#### List of tasks
A – Edit the broadcast_shapes bug report from "ValueError: [broadcast_shapes] when using" up to and including "requirements are met.", replacing "zero-shot" with "few-shot".
B – Proceed with the broadcast_shapes bug report, continuing it from the point where the text stops.

#### Extract

** BEGIN **

Skip to content

ValueError: [broadcast_shapes] when using --ref-audio (Chinese/Multilingual input) #41

@cavalierforgive

Description

@cavalierforgive

Hello,

I am encountering a ValueError: [broadcast_shapes] when attempting to use the zero-shot voice cloning feature (--ref-audio and --ref-text), specifically with Chinese input, even after ensuring all audio and text requirements are met.

The base TTS functionality works fine (tested without reference audio).

🐛 Bug Description
When running the synthesis command with reference audio/text, the process consistently fails at the Duration Predictor step.

🔬 Steps to Reproduce

  1. Preparation (Confirmed Working):

Base TTS functionality works (English synthesis): python -m f5_tts_mlx.generate --text "The quick brown fox jumped over the lazy dog." --output ./test_default.wav (Success)

Reference audio is a mono, 24kHz WAV file (confirmed correct format).

  1. Failing Command (Chinese Input):

Bash

python -m f5_tts_mlx.generate
--text "我现在明白了。"
--ref-audio ./demo_wav/zh/output_24k.wav
--ref-text "我当然知道了"
(Note: --text and --ref-text are short and in the same language.)

** END **

#### Recorded data
** BEGIN **

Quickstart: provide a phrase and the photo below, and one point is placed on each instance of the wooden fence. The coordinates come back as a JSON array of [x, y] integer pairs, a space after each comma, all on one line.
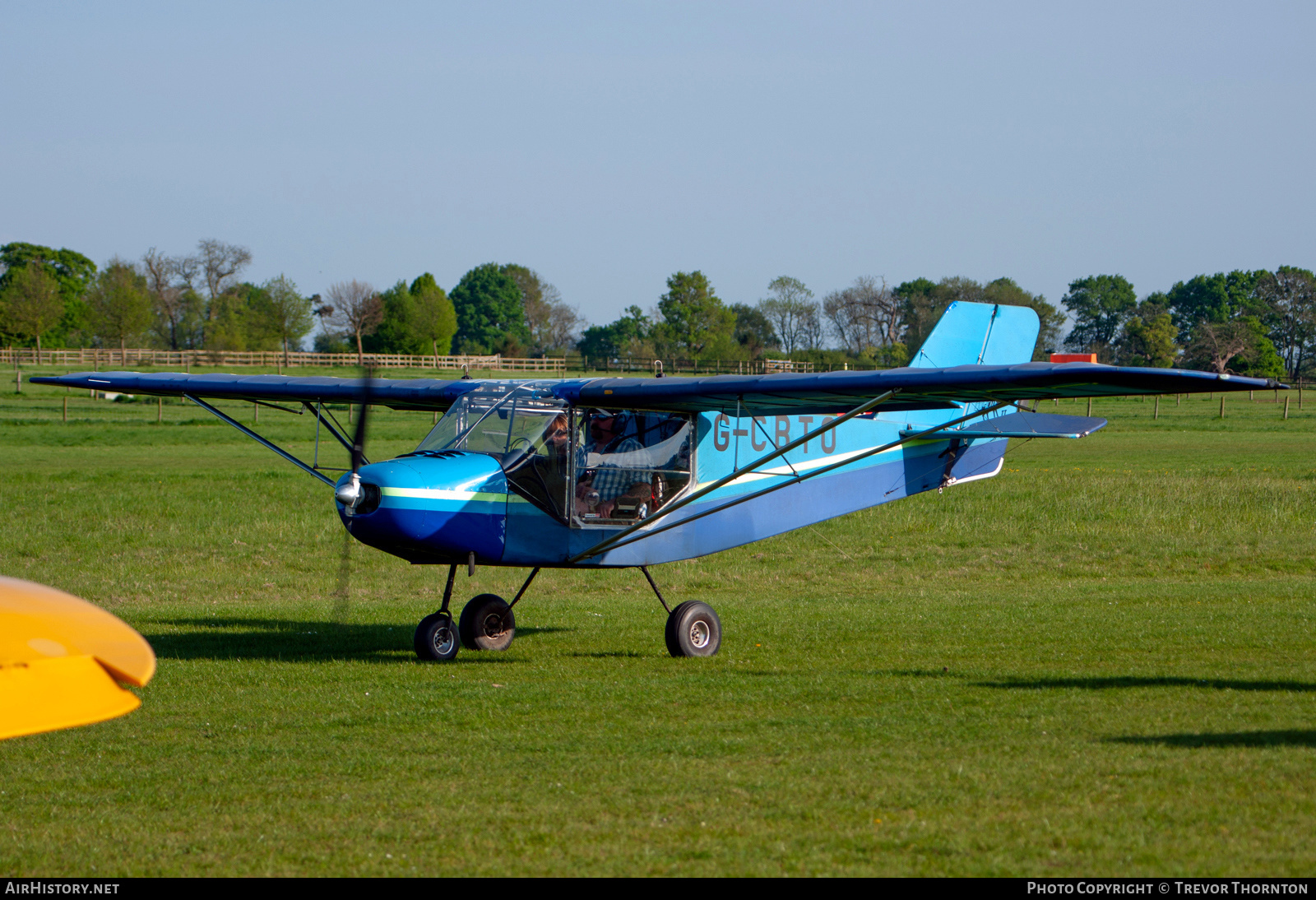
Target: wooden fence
[[107, 358]]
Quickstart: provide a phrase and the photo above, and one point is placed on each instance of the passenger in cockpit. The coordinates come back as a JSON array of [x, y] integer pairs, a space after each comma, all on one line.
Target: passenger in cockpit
[[612, 476]]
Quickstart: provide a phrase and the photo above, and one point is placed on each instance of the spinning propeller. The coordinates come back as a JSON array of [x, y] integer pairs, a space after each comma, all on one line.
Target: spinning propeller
[[350, 496]]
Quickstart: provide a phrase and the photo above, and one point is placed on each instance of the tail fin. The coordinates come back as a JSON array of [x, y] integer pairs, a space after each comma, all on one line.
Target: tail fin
[[980, 333]]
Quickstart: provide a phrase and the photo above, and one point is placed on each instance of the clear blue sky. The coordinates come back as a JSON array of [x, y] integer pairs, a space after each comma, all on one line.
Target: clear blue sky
[[609, 145]]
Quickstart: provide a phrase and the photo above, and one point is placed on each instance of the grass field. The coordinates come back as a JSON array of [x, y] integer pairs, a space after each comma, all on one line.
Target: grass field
[[1099, 662]]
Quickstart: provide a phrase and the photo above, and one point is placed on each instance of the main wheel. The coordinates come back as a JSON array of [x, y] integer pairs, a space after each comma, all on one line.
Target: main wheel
[[436, 638], [487, 624], [694, 630]]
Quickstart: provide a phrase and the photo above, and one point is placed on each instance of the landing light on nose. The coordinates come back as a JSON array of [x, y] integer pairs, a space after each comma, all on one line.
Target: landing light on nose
[[349, 492]]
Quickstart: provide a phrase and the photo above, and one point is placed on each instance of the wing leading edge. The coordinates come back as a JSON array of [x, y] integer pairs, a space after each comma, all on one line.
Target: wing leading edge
[[918, 388]]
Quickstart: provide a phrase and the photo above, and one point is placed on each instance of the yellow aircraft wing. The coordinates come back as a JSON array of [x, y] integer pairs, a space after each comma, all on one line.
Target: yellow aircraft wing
[[61, 660]]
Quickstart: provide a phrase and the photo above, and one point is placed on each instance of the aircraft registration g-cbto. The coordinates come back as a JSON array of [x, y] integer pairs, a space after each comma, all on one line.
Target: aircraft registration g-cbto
[[618, 472]]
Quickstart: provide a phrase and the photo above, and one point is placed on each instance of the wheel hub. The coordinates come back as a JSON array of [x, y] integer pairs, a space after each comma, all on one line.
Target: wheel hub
[[699, 634], [444, 637]]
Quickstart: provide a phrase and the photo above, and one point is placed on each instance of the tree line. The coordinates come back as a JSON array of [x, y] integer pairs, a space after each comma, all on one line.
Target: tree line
[[59, 298], [1253, 322]]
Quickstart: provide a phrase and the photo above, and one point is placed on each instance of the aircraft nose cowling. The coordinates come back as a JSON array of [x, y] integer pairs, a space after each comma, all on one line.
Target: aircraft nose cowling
[[432, 508]]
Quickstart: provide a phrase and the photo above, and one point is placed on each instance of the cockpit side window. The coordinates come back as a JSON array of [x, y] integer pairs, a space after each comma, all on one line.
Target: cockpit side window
[[628, 463]]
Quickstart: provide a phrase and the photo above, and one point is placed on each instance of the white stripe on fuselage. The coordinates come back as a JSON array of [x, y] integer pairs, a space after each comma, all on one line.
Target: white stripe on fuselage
[[778, 471], [438, 494]]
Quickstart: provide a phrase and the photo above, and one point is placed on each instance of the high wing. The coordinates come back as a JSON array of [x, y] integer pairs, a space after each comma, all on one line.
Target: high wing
[[408, 394], [916, 388]]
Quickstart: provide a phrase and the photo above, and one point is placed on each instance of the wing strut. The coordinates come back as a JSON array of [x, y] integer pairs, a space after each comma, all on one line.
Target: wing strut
[[256, 437], [615, 544], [809, 436]]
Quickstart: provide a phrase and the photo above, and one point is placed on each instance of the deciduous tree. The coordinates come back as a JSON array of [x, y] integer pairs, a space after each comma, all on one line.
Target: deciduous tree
[[1290, 298], [72, 270], [553, 324], [1099, 305], [1148, 341], [794, 313], [289, 311], [490, 316], [120, 309], [221, 263], [695, 320], [1240, 341], [632, 335], [753, 331], [436, 318], [865, 316], [30, 303], [354, 309], [178, 309]]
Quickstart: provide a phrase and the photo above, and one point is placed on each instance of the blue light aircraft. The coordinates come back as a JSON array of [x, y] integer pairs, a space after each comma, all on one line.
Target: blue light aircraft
[[615, 472]]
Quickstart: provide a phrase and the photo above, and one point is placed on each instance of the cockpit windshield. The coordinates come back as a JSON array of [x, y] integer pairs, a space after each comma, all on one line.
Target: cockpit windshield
[[586, 467], [498, 419]]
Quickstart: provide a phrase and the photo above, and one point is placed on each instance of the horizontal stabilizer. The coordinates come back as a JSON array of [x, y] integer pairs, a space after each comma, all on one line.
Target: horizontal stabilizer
[[1022, 424]]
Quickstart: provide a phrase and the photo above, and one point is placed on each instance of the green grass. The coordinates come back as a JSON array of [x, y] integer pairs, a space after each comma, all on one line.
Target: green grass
[[1099, 662]]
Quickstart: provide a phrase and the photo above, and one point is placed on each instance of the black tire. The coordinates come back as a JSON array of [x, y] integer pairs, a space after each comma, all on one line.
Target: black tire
[[487, 624], [694, 630], [436, 638]]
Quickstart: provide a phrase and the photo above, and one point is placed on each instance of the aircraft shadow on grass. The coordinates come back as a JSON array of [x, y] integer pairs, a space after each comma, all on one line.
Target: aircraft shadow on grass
[[1107, 683], [298, 641], [1277, 739]]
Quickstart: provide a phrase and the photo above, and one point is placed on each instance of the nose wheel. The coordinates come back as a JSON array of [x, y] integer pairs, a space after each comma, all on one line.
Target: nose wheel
[[438, 638]]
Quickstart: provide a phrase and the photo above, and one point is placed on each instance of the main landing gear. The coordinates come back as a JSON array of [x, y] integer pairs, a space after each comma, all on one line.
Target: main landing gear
[[693, 627], [487, 623]]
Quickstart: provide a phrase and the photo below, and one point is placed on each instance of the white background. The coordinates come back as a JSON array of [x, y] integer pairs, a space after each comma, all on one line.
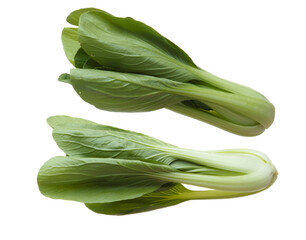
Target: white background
[[260, 44]]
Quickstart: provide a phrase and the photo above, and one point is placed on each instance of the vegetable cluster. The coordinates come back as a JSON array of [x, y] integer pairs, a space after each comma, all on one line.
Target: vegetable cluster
[[115, 171], [124, 65]]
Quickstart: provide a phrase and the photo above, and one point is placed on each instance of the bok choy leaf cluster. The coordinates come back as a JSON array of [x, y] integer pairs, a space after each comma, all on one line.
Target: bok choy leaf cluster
[[124, 65], [115, 171]]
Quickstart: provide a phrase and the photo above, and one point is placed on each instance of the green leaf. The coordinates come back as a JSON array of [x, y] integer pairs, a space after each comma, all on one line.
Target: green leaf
[[70, 43], [86, 139], [73, 18], [159, 199], [98, 180], [131, 46], [124, 92], [147, 202]]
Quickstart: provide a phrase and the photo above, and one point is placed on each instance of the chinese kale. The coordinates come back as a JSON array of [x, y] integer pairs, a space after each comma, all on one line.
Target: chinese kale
[[124, 65], [115, 171]]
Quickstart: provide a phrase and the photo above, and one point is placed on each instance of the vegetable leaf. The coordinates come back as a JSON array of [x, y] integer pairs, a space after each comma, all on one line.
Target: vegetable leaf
[[135, 69], [94, 180]]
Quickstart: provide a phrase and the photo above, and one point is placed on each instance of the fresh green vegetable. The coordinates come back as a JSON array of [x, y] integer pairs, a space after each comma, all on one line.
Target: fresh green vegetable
[[116, 171], [124, 65]]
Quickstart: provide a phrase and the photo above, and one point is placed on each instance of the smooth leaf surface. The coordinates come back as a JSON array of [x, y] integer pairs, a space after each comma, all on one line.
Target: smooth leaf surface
[[124, 92], [148, 202], [131, 46], [94, 180], [159, 199], [70, 43], [86, 139]]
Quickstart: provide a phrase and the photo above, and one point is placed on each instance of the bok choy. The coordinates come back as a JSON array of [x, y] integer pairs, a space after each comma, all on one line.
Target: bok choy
[[115, 171], [124, 65]]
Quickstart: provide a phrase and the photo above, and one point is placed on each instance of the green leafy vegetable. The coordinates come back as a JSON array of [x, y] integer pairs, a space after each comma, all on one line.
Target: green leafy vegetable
[[124, 65], [115, 171]]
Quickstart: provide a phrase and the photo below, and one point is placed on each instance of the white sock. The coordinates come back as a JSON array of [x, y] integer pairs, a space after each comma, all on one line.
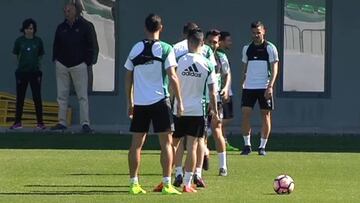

** END **

#### Answers to each task
A –
ValueError: [broadcast_shapes] when using --ref-audio (Chinese/Multilingual input) #41

@cavalierforgive

Description

@cavalierforgive

Hello,

I am encountering a ValueError: [broadcast_shapes] when attempting to use the few-shot voice cloning feature (--ref-audio and --ref-text), specifically with Chinese input, even after ensuring all audio and text requirements are met.

B –
❌ Error Traceback
Got reference audio with duration: 1.44 seconds Traceback (most recent call last): File "<frozen runpy>", line 198, in _run_module_as_main File "<frozen runpy>", line 88, in _run_code File "/Users/yijiner/ai-era/f5-tts-311-venv/lib/python3.11/site-packages/f5_tts_mlx/generate.py", line 347, in <module> generate( File "/Users/yijiner/ai-era/f5-tts-311-venv/lib/python3.11/site-packages/f5_tts_mlx/generate.py", line 171, in generate wave, _ = f5tts.sample( File "/Users/yijiner/ai-era/f5-tts-311-venv/lib/python3.11/site-packages/f5_tts_mlx/cfm.py", line 308, in sample duration = self.predict_duration(cond, text, speed) File "/Users/yijiner/ai-era/f5-tts-311-venv/lib/python3.11/site-packages/f5_tts_mlx/cfm.py", line 259, in predict_duration duration_in_sec = self._duration_predictor(cond, text) File "/Users/yijiner/ai-era/f5-tts-311-venv/lib/python3.11/site-packages/f5_tts_mlx/duration.py", line 241, in __call__ inp = mx.where( ValueError: [broadcast_shapes] Shapes (1,34551,100) and (1,34551,2) cannot be broadcast.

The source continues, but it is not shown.